→ **PARTS OF THE EXERCISE**:
a) In the student loan passage, how many qualifying monthly payments must a borrower make before submitting the PSLF application?
b) Return the portion of the student loan passage from "Just keep in" up to and including "to read on.", word for word.

→ **PASSAGE PROVIDED**:
Content starts

Whether you’re desperate for an alternative now, or just curious about how to get out of student loan debt someday, it never hurts to look at your options.
As you’ll see in the following list, most of these programs have very specific eligibility requirements. But if you’re genuinely struggling to pay back your student debt, there will be a program geared towards your financial need. It all depends on what type of student loans you have.
How to get out of student loan debt
1. Income-Driven Repayment Plans
If you still have a balance at the end of a 20 to 25-year income-driven repayment plan, the remainder is forgiven. Plus, one of these plans can decrease your monthly payment, as it is based on a percentage of your discretionary income.
Just keep in mind that stretching your payments over 20 to 25 years may actually end up costing you more in the long run. And any forgiven amount at the end of the repayment period will be considered taxable income.
2. Public Service Loan Forgiveness (PSLF)
If you work in public service for 10 years, you may be eligible for this public service loan forgiveness program.
It does require that this 10 years include at least 30 hours of public service work per week. You must also have made at least 120 qualifying monthly payments under one of the income-driven repayment plans. Upon making the 120th payment, you may submit the PSLF application for forgiveness.
If it sounds like you might not qualify for PSLF, answer a few questions below so we can help point you towards other repayment options. Otherwise, scroll down to read on.
3. Perkins Loan Cancellation and Discharge
If you have a Perkins Loan, you may be able to get out of paying back student debt if you volunteer in the Peace Corps or AmeriCorps Vista program, serve in the U.S. armed forces in a hostile area, or work in a variety of other professions including teaching, medicine, social service, and law enforcement.
4. Teacher Loan Forgiveness
If you’ve been teaching full-time in a low-income school, you may be eligible for Teacher Loan Forgiveness. You may have up to $27,500 of a Perkins Loan forgiven and up to $17,500 of a Direct Loan or Stafford Loan forgiven.
5. Closed School Discharge
If your school closes before you can finish your program, then you may be eligible for a Closed School Discharge of your student loan debt. To qualify, you must either be enrolled when the school closes or have withdrawn from the school less than 120 days prior to its closing.
If you did have a chance to finish your program before the school closed, and all you need is the diploma or certificate, you are not eligible for this discharge.

Content ends

→ **PROVIDED DATA**:
Content starts

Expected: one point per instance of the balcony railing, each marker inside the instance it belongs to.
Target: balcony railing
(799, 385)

Content ends

→ **TASK RESPONSES**:
a) At least 120 qualifying monthly payments.

b)
Just keep in mind that stretching your payments over 20 to 25 years may actually end up costing you more in the long run. And any forgiven amount at the end of the repayment period will be considered taxable income.
2. Public Service Loan Forgiveness (PSLF)
If you work in public service for 10 years, you may be eligible for this public service loan forgiveness program.
It does require that this 10 years include at least 30 hours of public service work per week. You must also have made at least 120 qualifying monthly payments under one of the income-driven repayment plans. Upon making the 120th payment, you may submit the PSLF application for forgiveness.
If it sounds like you might not qualify for PSLF, answer a few questions below so we can help point you towards other repayment options. Otherwise, scroll down to read on.